# looking for someone who offers dtg printing



## joannemuck (Jan 14, 2008)

I am looking for a dtg printer who can help me get my small business off the ground. To clarify, I do not need the unit, I need a business who can handle my print needs. Anyone out there?
I have about 5 designs and I am interested in printing on American Apparel products.


Thank you!
Joanne


----------



## scpromos (May 27, 2006)

There are many on this forum that could help. What area are you located in? It's probably best if you find someone who is relatively close to you.


----------



## Rodney (Nov 3, 2004)

threadsafeinc.com, contractdtg, gunslingerdesignstudio.com, funkyoaktree.com

Those are just a few of the companies I found when looking at the signatures of people that post in the Direct to Garment section of the forum


----------



## sunnydayz (Jun 22, 2007)

Where are you located Joanne? I do dtg printing in the Los angeles area.


----------



## joannemuck (Jan 14, 2008)

Great! Thank you....I will check them out...

Joanne


----------



## joannemuck (Jan 14, 2008)

Hi Bobbie,
I am in Maine....and I feel like we are a little behind in the digital to garment printing arena!


----------



## sunnydayz (Jun 22, 2007)

I would imagine there would be someone closer to you, now that they can see where you are located more people will post


----------



## DAGuide (Oct 2, 2006)

I would try to contact Doug at TR Distributors (now Johnson Plastics). He sold the T-Jet up in that area for a while and still might. He could probably refer you to someone up there.


----------

▶ _RECORDS SUPPLIED_:

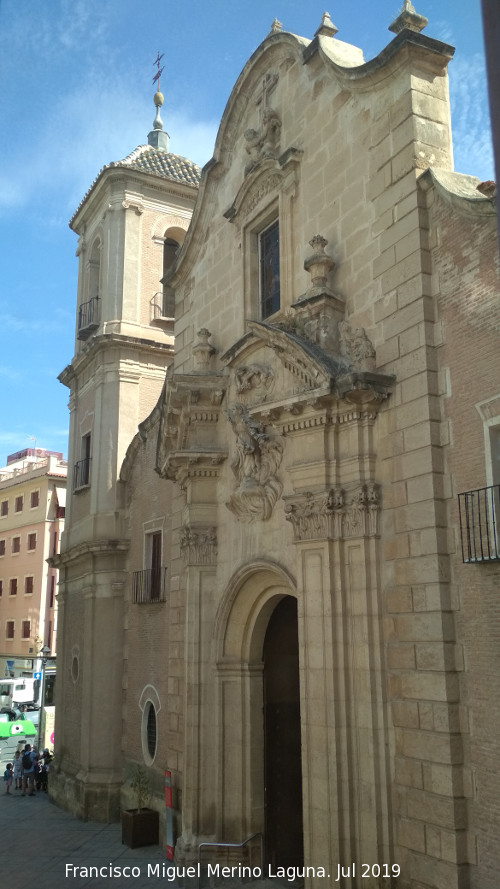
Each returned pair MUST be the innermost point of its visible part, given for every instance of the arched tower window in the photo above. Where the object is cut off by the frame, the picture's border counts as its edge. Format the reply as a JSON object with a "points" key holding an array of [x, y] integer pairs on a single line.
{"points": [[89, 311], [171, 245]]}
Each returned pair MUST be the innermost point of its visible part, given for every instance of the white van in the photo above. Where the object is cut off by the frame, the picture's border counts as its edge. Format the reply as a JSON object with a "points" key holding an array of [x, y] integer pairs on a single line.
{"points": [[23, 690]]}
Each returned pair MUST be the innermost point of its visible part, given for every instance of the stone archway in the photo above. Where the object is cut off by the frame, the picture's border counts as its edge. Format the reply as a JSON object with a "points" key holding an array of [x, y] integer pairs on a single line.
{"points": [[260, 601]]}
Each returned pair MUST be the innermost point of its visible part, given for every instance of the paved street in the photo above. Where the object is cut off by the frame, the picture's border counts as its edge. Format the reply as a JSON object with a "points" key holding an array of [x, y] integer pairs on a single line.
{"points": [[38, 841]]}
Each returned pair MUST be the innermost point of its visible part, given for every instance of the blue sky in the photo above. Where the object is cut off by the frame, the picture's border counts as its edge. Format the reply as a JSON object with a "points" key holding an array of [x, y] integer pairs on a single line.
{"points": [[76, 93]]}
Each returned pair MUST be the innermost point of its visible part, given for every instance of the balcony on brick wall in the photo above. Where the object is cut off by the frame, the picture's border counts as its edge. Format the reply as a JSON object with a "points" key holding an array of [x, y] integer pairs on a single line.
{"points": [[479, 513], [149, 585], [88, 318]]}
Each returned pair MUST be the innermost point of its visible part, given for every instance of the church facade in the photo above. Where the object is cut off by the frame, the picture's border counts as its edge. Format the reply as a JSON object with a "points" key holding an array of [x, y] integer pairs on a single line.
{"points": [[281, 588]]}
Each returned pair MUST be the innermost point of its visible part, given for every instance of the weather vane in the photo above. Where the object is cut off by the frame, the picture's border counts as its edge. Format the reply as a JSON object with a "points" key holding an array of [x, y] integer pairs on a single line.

---

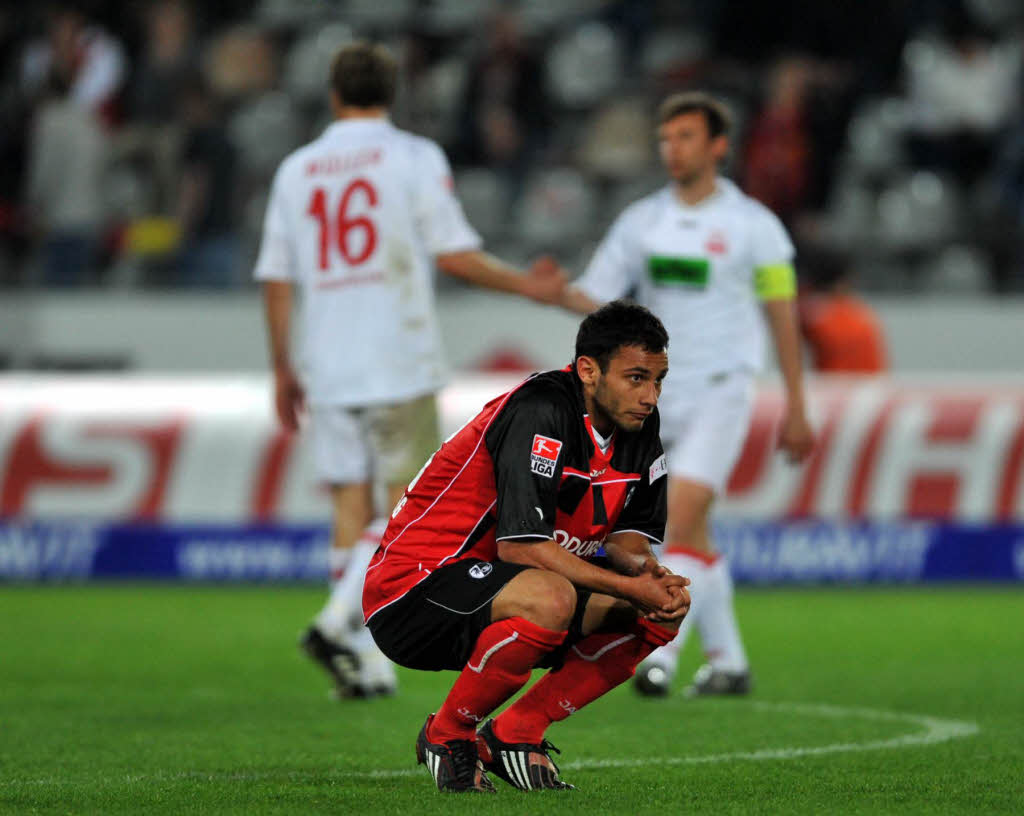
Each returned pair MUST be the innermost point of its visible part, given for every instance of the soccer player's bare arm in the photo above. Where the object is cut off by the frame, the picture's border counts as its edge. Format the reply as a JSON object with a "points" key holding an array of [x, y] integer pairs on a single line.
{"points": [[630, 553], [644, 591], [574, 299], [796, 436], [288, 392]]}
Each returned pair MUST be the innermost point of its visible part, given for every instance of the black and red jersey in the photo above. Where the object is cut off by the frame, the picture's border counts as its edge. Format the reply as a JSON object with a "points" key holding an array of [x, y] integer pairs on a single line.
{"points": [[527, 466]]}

▶ _EXERCISE DETAILS_:
Can you restate the dtg printing thread from "Great! Thank you....I" to "garment printing arena!", putting "direct to garment" in place of "digital to garment"?

▶ _WRITTEN ANSWER_:
Great! Thank you....I will check them out...

Joanne


----------



## joannemuck (Jan 14, 2008)

Hi Bobbie,
I am in Maine....and I feel like we are a little behind in the direct to garment printing arena!